## [Aim]
Copy out the following data verbatim, beginning at the line containing "Expected: for each instance of the man in" and ending with the line containing "x=217 y=131", with both of those lines included.

— BEGIN Material for this task —

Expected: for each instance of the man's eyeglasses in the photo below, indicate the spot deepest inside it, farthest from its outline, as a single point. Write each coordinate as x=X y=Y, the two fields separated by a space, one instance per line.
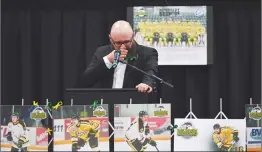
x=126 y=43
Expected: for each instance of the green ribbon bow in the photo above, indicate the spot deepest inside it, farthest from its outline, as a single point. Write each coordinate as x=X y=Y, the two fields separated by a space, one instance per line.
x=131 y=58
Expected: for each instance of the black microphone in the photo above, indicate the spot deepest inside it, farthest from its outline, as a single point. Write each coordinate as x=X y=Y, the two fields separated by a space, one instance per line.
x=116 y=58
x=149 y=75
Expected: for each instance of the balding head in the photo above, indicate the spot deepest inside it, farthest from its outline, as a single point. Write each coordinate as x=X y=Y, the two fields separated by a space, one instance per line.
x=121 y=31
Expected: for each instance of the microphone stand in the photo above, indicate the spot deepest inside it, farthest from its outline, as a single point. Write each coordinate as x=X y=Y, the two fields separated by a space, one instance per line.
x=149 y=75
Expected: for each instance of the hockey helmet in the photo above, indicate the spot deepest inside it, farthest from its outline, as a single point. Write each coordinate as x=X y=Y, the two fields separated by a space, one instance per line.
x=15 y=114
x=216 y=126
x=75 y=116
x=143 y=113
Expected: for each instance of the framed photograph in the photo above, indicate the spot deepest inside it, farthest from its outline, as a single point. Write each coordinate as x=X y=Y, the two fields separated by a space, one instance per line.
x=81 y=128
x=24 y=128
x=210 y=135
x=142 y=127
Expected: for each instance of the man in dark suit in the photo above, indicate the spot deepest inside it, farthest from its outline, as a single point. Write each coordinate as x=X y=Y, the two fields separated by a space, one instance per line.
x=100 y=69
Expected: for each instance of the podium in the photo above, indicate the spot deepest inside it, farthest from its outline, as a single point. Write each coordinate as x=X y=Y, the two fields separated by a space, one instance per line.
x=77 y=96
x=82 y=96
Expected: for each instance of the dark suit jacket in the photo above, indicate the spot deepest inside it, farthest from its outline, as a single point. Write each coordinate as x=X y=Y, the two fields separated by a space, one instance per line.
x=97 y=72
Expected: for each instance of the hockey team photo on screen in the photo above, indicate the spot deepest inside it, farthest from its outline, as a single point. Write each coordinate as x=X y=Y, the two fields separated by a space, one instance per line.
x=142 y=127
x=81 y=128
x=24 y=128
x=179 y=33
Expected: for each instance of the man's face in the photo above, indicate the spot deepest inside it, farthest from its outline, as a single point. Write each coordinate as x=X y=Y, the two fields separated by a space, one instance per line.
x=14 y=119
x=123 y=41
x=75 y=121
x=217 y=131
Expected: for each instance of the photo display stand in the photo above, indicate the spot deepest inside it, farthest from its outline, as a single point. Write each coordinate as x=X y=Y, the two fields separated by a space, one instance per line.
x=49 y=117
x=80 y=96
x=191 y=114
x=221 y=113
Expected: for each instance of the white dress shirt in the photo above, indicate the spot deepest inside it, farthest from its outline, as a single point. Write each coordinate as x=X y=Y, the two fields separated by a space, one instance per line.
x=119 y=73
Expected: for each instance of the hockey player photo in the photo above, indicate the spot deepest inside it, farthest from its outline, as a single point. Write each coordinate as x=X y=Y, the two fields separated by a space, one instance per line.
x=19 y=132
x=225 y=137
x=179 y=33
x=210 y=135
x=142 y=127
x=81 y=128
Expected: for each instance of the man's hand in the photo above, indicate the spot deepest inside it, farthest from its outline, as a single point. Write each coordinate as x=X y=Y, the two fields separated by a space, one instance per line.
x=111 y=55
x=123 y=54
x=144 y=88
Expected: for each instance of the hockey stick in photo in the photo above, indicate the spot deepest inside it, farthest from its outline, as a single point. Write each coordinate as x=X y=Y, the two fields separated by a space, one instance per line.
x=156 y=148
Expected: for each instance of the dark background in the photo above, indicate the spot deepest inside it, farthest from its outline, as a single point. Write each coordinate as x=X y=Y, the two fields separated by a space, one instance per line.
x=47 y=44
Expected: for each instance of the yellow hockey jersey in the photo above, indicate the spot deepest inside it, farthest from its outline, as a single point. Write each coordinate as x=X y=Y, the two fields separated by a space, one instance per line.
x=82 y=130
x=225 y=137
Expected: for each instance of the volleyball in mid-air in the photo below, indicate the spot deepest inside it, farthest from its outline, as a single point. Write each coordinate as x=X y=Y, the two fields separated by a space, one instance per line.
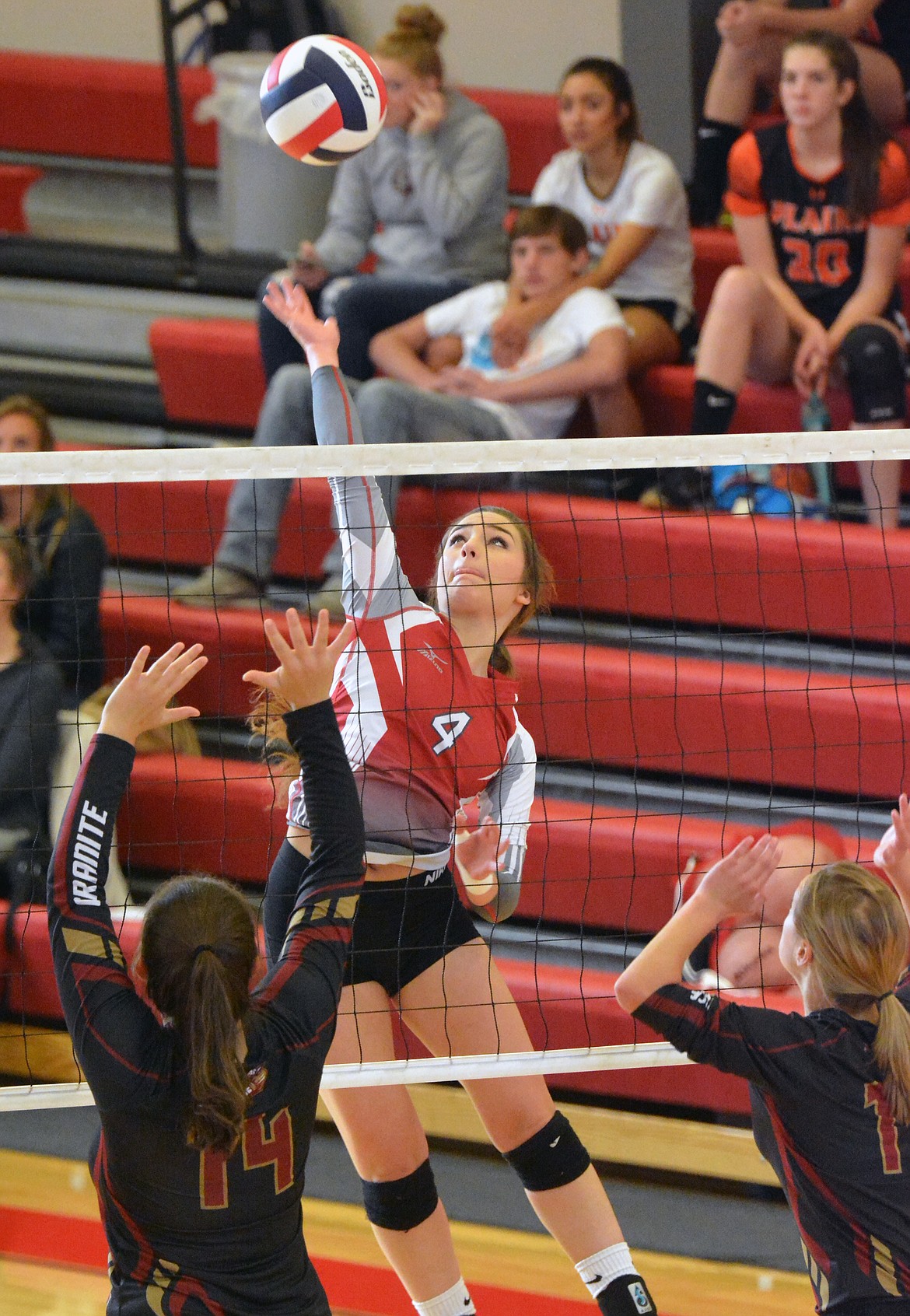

— END Material for this task —

## [Response to this task]
Expected: for each instance of the man in dark suit in the photo above, indicate the spot deepest inside it, farthest from its outline, as a single point. Write each coordinate as x=X y=Y, the two fields separated by a space, one instance per line.
x=100 y=69
Expected: for each instance of the podium in the photo above, indicate the spot deepest inside it, farthest from its outline, as a single point. Write each coordinate as x=X y=Y, the two fields separated by a space, one instance per line.
x=77 y=96
x=82 y=96
Expected: for each instance of the dark suit jacket in the photo above, indicate the spot deepest inside it, farthest from its outline, as a single point. Write each coordinate as x=X y=Y, the two fields separated by a space, one instance per line.
x=97 y=72
Expected: for each instance of the hockey team photo on screen in the photo above, indicate the spot deepest inside it, farthest from its outline, as a single point. Write each coordinate as x=X y=Y, the two fields separated by a space, one instance per line.
x=142 y=127
x=81 y=128
x=24 y=128
x=179 y=33
Expected: for each instance of the man's face in the photo above, indicate the spot deepest inside it, farthest from its outline, as a single point. Write each coordinate as x=X y=Y, the two fields separated by a space, one instance per line.
x=14 y=119
x=123 y=41
x=75 y=121
x=217 y=131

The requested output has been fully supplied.